BEGIN Provided data
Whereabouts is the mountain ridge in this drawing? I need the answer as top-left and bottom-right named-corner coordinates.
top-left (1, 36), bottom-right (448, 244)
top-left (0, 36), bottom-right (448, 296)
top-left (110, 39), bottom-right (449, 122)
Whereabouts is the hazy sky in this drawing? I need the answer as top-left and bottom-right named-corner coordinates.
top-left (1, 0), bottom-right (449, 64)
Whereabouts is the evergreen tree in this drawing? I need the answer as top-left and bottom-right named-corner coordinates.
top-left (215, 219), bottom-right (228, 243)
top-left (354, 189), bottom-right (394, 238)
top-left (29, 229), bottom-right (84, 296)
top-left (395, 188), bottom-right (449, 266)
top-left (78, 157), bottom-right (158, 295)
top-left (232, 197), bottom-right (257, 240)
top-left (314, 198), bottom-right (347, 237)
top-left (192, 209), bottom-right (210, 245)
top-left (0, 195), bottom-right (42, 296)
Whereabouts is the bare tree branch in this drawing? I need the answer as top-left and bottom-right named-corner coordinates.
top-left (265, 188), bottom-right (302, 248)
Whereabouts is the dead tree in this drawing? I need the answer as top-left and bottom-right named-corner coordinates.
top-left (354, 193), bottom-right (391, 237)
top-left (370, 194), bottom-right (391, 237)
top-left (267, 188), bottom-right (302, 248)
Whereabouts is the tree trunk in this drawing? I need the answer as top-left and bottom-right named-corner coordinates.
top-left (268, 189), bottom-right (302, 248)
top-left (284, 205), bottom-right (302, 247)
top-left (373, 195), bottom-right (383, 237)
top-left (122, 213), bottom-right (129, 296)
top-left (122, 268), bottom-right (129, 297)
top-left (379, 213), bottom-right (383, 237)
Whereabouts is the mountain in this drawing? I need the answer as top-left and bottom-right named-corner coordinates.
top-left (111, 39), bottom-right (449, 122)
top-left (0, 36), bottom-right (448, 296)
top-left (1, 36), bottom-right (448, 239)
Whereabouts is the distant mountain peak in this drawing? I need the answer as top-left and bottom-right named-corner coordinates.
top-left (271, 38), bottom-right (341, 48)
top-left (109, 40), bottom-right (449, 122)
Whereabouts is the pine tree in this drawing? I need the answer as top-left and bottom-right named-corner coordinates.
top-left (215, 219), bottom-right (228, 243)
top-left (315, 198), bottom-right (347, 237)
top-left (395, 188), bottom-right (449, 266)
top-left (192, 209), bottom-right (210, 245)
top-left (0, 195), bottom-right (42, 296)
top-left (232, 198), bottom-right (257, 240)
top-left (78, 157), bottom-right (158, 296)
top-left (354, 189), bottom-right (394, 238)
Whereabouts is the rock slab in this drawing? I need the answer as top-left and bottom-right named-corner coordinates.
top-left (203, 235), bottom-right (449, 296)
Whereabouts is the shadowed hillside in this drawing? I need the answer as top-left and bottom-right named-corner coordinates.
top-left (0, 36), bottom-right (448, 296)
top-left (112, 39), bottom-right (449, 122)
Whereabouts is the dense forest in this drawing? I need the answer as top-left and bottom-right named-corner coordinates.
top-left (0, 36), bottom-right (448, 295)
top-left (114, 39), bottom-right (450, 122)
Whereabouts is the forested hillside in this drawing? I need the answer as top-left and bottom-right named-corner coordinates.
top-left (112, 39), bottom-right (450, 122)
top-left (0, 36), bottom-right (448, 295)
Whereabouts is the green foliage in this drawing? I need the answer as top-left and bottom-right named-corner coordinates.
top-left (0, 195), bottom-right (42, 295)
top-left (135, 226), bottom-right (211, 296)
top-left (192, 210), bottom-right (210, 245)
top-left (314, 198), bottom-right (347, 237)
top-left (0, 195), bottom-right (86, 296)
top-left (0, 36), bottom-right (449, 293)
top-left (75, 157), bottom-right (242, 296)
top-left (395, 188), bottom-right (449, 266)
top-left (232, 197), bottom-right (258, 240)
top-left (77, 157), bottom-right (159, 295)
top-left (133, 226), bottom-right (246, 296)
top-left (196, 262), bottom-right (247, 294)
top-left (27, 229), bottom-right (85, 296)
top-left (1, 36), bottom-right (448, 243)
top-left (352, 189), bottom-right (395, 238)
END Provided data
• Exercise:
Without any alteration, repeat each entry shown above.

• Answer for the task:
Whereabouts is the mountain ridge in this drawing? I need the answer as top-left and bottom-right named-corner coordinates.
top-left (1, 36), bottom-right (448, 244)
top-left (0, 36), bottom-right (448, 296)
top-left (110, 39), bottom-right (449, 122)
Whereabouts is the hazy sky in this drawing? I need the answer as top-left and bottom-right named-corner coordinates.
top-left (1, 0), bottom-right (449, 64)
Whereabouts is the evergreen tree in this drawing? I need the answer as top-left and bottom-right named-corner coordinates.
top-left (215, 219), bottom-right (228, 243)
top-left (354, 189), bottom-right (394, 238)
top-left (29, 229), bottom-right (84, 296)
top-left (395, 188), bottom-right (449, 266)
top-left (78, 157), bottom-right (158, 295)
top-left (232, 197), bottom-right (257, 240)
top-left (314, 198), bottom-right (347, 237)
top-left (192, 209), bottom-right (210, 245)
top-left (0, 195), bottom-right (42, 296)
Whereabouts is the bare tree branch in this drawing? I need the answer as top-left and bottom-right named-corner coordinates.
top-left (265, 188), bottom-right (302, 248)
Whereabouts is the dead tree in this drawing? I need the answer as top-left and bottom-right named-corner coordinates.
top-left (354, 193), bottom-right (391, 237)
top-left (370, 194), bottom-right (391, 237)
top-left (267, 188), bottom-right (302, 248)
Whereabouts is the tree trunk in this drawing? I need the answer as top-left and bottom-right named-corner coordinates.
top-left (268, 189), bottom-right (302, 248)
top-left (284, 205), bottom-right (302, 247)
top-left (373, 195), bottom-right (383, 237)
top-left (122, 213), bottom-right (129, 296)
top-left (122, 268), bottom-right (129, 297)
top-left (379, 213), bottom-right (383, 237)
Whereabouts is the mountain in this drawing? I need the answer as top-left and bottom-right named-corner coordinates.
top-left (111, 39), bottom-right (449, 122)
top-left (0, 36), bottom-right (448, 296)
top-left (1, 36), bottom-right (448, 239)
Whereabouts is the distant mountain peak in this drawing? I need the answer as top-left and bottom-right named-corner coordinates.
top-left (271, 38), bottom-right (341, 48)
top-left (109, 40), bottom-right (449, 122)
Whereabouts is the pine tree in this drawing? I need the answer as top-left and bottom-right named-corner coordinates.
top-left (215, 219), bottom-right (228, 243)
top-left (315, 198), bottom-right (347, 237)
top-left (395, 188), bottom-right (449, 266)
top-left (192, 209), bottom-right (210, 245)
top-left (0, 195), bottom-right (42, 296)
top-left (232, 198), bottom-right (257, 240)
top-left (78, 157), bottom-right (158, 296)
top-left (354, 189), bottom-right (394, 238)
Whereabouts is the rock slab in this drawing? I need the answer as top-left and bottom-right named-corner coordinates.
top-left (203, 235), bottom-right (449, 296)
Whereabouts is the shadowed hillside in this drawing? I need the answer as top-left and bottom-right named-corner coordinates.
top-left (0, 36), bottom-right (448, 296)
top-left (112, 39), bottom-right (449, 122)
Whereabouts is the dense forest in this drawing? I need the answer as top-left and bottom-right named-corner coordinates.
top-left (0, 36), bottom-right (448, 295)
top-left (114, 39), bottom-right (450, 122)
Whereabouts is the forested hillside in this drawing? I need the answer as top-left and bottom-right named-corner coordinates.
top-left (112, 39), bottom-right (450, 122)
top-left (0, 36), bottom-right (448, 295)
Whereabouts is the green foliage in this drawing? I need the answer as top-left and bottom-right named-corner coordinates.
top-left (0, 195), bottom-right (42, 295)
top-left (135, 226), bottom-right (211, 296)
top-left (192, 210), bottom-right (210, 245)
top-left (314, 198), bottom-right (347, 237)
top-left (0, 195), bottom-right (86, 296)
top-left (0, 36), bottom-right (449, 293)
top-left (75, 157), bottom-right (242, 296)
top-left (395, 188), bottom-right (449, 266)
top-left (232, 197), bottom-right (258, 240)
top-left (77, 157), bottom-right (159, 295)
top-left (133, 226), bottom-right (246, 296)
top-left (196, 262), bottom-right (247, 294)
top-left (27, 229), bottom-right (85, 296)
top-left (1, 36), bottom-right (448, 243)
top-left (352, 189), bottom-right (395, 238)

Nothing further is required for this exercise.